Text to read -
________________

It sounds like you want to do a LawPivot, for general consumer application. You want to build a MARKET, which is the hardest thing imo to do in the startup world. Too many variables, and even with millions of dollars and a great founding team, you can fail (Airtime didn't fail, but for what they were hyped up as, I think it did). If you want to really do this, start with a small sector.

Btw, LawPivot would not work over tweets - it would ruin their professional presence (at least currently). Maybe you want to make a 411 tweet-bot of sorts? Where you tweet a question, and you answer it?

I feel as though you're hitting several different things at once, try to hit one thing, HARD.

Also, automate business to consumer, IN THE LONG TERM. Short term, anything goes. Mechanical Turk, you and a friend doing google searches after reading tweets, anything. Get paid, then automate. This is covered in "The Lean Startup", required reading.

That was just my stream of consciousness, thanks for reading!

1 comments

I really want to thank you Manglav. You have helped me immensely. Your last reply is spot on. It is like LawPivot and most importantly I think I am failing because I am trying to build a MARKET. This really brings things into perspective for me. Building a MARKET is just not something I can do. Do you think there is way to find a specific niche in the market that I could start with? Also, I am curious as to your thoughts on Pinterest. It has no natural pre-existing market or at least I dont see how one reaches girls who like to create scrapbooks. Yet it succeeded. I am not saying I could do what they did. I am just curious as to how you would define their market.

________________

Material -
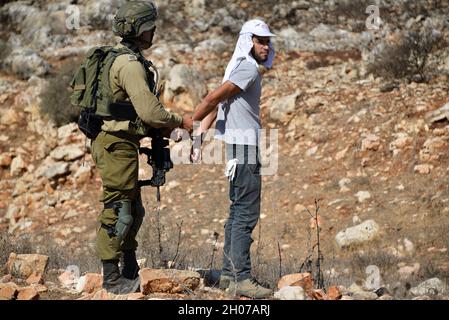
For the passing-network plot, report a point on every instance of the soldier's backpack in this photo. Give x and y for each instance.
(92, 92)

________________

The task -
Continue the forum discussion above about building a startup market from where it stops.

Expected answer -
To be clear, the market is already a niche (Taskrabbit, AirBnB, LawPivot, etc). I was advising you to find a smaller segment of the market to start from. This should be something you're familiar with, and should have a decent concentration of said niche. For example, I don't advise trying match Eskimos with Popsicles that they want (not enough volume). Finding "your niche" is sort of easy, try graphing your time weekly and see what activities you do. Then rank your activities based on the strength you have in them. The top one is your best niche to attack in your local market.

Pinterest pulled a Steve Jobs - it was their job to know what consumer's wanted a year in the future. They were able to see that the coming smartphone explosion would combine with people wanting to be social, and what evokes a lot of emotion? Looking at old photos with friends. Add some filters on top to hide any bad picture taking skills/catering to the masses, and you have a billion dollar idea. They also provided a billion dollar execution, by exiting within two years. Pinterest was a case when all the stars align in the startup universe, and they also worked really really hard to build the telescope to see them.